(Natural language region descriptions)
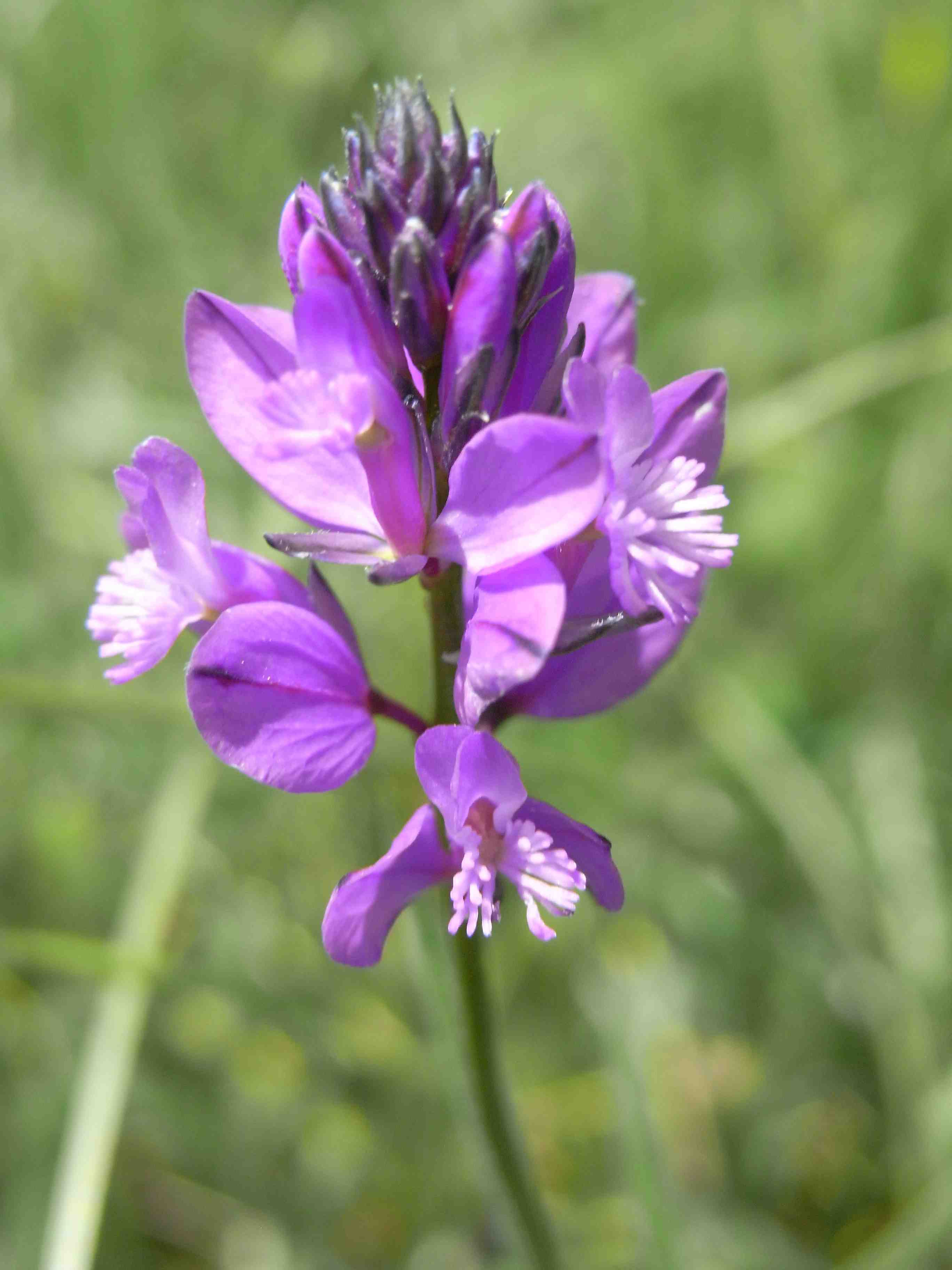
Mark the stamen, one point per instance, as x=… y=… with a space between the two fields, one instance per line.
x=654 y=516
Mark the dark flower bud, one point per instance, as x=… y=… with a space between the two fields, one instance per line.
x=531 y=267
x=358 y=149
x=535 y=237
x=409 y=170
x=344 y=215
x=384 y=219
x=419 y=292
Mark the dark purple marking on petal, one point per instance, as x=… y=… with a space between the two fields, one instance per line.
x=280 y=695
x=591 y=851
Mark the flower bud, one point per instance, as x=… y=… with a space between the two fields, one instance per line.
x=419 y=292
x=344 y=215
x=408 y=170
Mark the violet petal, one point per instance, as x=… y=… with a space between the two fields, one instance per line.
x=301 y=211
x=234 y=365
x=601 y=675
x=435 y=759
x=591 y=851
x=690 y=420
x=519 y=487
x=166 y=491
x=280 y=695
x=365 y=905
x=485 y=770
x=516 y=623
x=606 y=304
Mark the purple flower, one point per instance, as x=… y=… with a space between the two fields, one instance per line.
x=605 y=671
x=176 y=576
x=493 y=830
x=306 y=406
x=648 y=550
x=662 y=524
x=281 y=694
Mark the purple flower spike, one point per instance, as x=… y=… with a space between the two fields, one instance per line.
x=176 y=577
x=278 y=694
x=493 y=830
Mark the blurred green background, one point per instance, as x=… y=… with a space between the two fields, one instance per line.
x=752 y=1065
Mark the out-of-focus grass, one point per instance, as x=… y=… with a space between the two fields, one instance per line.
x=751 y=1066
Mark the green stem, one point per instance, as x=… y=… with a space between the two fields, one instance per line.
x=108 y=1062
x=482 y=1041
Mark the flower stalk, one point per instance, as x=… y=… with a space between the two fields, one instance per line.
x=479 y=1021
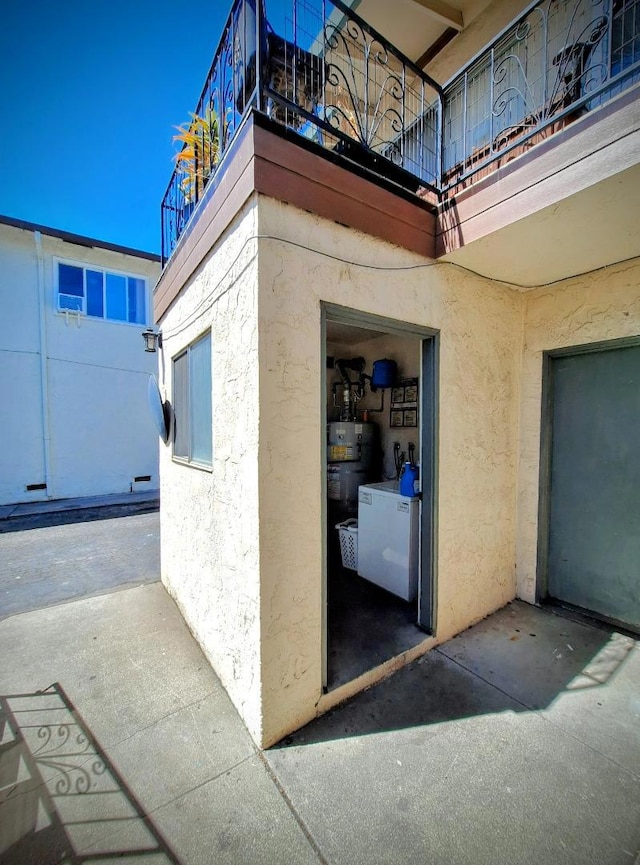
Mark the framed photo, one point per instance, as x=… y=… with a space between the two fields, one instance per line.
x=411 y=393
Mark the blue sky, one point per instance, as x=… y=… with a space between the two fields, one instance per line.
x=90 y=91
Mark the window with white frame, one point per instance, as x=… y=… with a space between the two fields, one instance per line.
x=101 y=293
x=192 y=436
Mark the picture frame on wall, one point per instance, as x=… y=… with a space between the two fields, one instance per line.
x=411 y=393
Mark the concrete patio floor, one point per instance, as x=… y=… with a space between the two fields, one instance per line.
x=517 y=742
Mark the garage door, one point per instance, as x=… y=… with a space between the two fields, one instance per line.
x=594 y=505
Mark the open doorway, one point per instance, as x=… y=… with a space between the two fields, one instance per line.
x=380 y=392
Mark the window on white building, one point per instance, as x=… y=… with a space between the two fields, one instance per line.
x=192 y=439
x=102 y=293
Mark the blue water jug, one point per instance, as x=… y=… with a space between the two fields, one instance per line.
x=407 y=480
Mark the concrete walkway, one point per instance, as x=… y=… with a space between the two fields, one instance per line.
x=518 y=742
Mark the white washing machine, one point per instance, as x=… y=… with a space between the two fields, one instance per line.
x=389 y=538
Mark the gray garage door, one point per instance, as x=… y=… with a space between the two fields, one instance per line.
x=594 y=518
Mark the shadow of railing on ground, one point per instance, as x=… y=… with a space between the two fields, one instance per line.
x=61 y=799
x=519 y=659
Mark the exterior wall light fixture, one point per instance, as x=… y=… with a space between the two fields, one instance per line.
x=152 y=339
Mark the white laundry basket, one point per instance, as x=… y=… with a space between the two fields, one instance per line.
x=348 y=533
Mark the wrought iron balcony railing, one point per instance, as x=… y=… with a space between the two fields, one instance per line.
x=560 y=59
x=334 y=80
x=331 y=79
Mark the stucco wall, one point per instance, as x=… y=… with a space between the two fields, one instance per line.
x=481 y=333
x=600 y=306
x=97 y=422
x=209 y=519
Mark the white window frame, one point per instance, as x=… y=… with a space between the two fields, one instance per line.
x=87 y=265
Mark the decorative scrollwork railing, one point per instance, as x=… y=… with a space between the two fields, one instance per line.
x=338 y=83
x=560 y=59
x=332 y=79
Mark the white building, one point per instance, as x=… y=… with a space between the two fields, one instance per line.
x=73 y=371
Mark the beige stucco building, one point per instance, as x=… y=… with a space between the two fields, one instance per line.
x=291 y=258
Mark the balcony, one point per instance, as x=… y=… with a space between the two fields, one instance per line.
x=335 y=85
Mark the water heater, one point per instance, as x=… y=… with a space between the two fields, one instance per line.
x=352 y=448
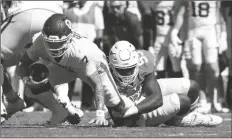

* [PROBLEM TO WORK ON]
Exact copies of all the entries, without any pictures, are what the answer must contain.

* [RESULT BELOW]
Mark the stamen, one point per instance, as x=… y=… with a space between the two fields, one instance per line.
x=654 y=516
Mark the dark flower bud, one point per instance, as x=… y=… with a space between the two fields, one instance per line.
x=531 y=267
x=358 y=149
x=535 y=237
x=409 y=170
x=344 y=215
x=384 y=219
x=419 y=292
Mark the dark purple marking on petal, one point per instance, as x=… y=… with a space between the two fields, one instance per line.
x=280 y=695
x=591 y=851
Mark the flower bud, one point per instance, as x=… y=… with a space between the two fields, one instance per line.
x=419 y=292
x=344 y=215
x=408 y=170
Mark the violet petal, one point per instance, as x=… y=… with a space between the two fields, one instance per line.
x=301 y=211
x=234 y=365
x=601 y=675
x=435 y=759
x=591 y=851
x=690 y=420
x=519 y=487
x=166 y=491
x=280 y=695
x=365 y=905
x=485 y=770
x=516 y=623
x=606 y=304
Mark the purple flower, one point per instance, as x=… y=… with a space between the two fields, one instance per line.
x=605 y=671
x=176 y=576
x=493 y=830
x=306 y=406
x=648 y=550
x=662 y=524
x=281 y=694
Mark the purple flower spike, one point per instance, as x=… y=… with a space between the two fields, one instance per line.
x=176 y=577
x=278 y=694
x=493 y=830
Mark the blurred green background, one point per instance, as x=… y=… with a space between the two fields, one instance per line.
x=752 y=1065
Mark the out-of-focus grass, one point per instance, as x=… y=… with a space between the two fields, one instance per line.
x=751 y=1066
Mark the green stem, one point per instance, as x=… y=… with a space between the two fields, one instance per line.
x=108 y=1062
x=482 y=1041
Mark the flower stalk, one point per instance, as x=… y=… with a space between the two fields, one instance per line.
x=479 y=1021
Mark the framed photo, one point per instance, as x=… y=… with a space between the two fields, one instance per line.
x=411 y=393
Mark the blue sky, one point per instance, as x=… y=… with a space between the two fields, one instance per line.
x=90 y=91
Mark the window with white frame, one point per instance, as x=… y=… with a space between the two fields, one instance per line.
x=101 y=293
x=192 y=436
Mark the picture frame on wall, one point per instance, as x=… y=… with a space between the two fields, one instance per line.
x=411 y=393
Mark the concrete patio floor, one point per instance, as x=… y=… with a space between the two fields, one instance per line.
x=517 y=742
Mark the garage door, one point per instance, as x=… y=… with a space between the two fields, one instance per line.
x=594 y=505
Mark the open doorway, one point per instance, as x=… y=… with a space between the two fields, one instance per line.
x=380 y=392
Mark the window on white building, one point per instance, as x=… y=… with a space between the two fields, one instance per line.
x=192 y=439
x=102 y=293
Mark the blue water jug, one point per instance, as x=… y=… with a space between the two fields, one instance per line.
x=407 y=480
Mark the concrete walkway, one point per instance, as x=… y=… with a space between the two fields, one instance per line.
x=518 y=742
Mark the white washing machine, one point per instance, as x=… y=… with a space between the two fields, one instance per line.
x=389 y=538
Mark the gray garage door, one point per instance, as x=… y=… with a space between the two fields, one instance per line.
x=594 y=518
Mark the shadow of railing on ground, one point per instance, as x=… y=… with a space between the two fields, one instance per line.
x=61 y=799
x=519 y=659
Mark the exterior wall light fixture, one point per instance, as x=… y=… with a space between the two fields, one instance per line.
x=152 y=339
Mark the white laundry basket, one point per instance, as x=… y=… with a space between the two fields, one instance per line.
x=348 y=533
Mark the wrought iron balcony railing, one point per instance, as x=… y=… with a space between the two fields, one instance per line.
x=560 y=59
x=334 y=80
x=331 y=79
Mark the stucco wall, one point per instance, as x=… y=… with a space between the two fields, one instance per line.
x=481 y=333
x=600 y=306
x=97 y=422
x=209 y=519
Mark the white window frame, one point per instance, as x=… y=… with a space between the two fields, one instance per line.
x=87 y=265
Mark the decorative scrollwork railing, one point per instance, as x=… y=… with a space between the two fields, one instance per line.
x=338 y=83
x=560 y=59
x=332 y=79
Mark the white building, one point per instance, as x=… y=… with a space between the two fields, one instance per line.
x=73 y=371
Mark the beige stucco building, one point per instance, as x=… y=… with a space between the two fields, one instance per line.
x=291 y=258
Mark the balcony, one point per instance, as x=… y=… with a space between the two fields, one instance per line.
x=335 y=85
Mark the water heater, one point per instance, as x=… y=… with a space between the two fields, one instance per line.
x=352 y=448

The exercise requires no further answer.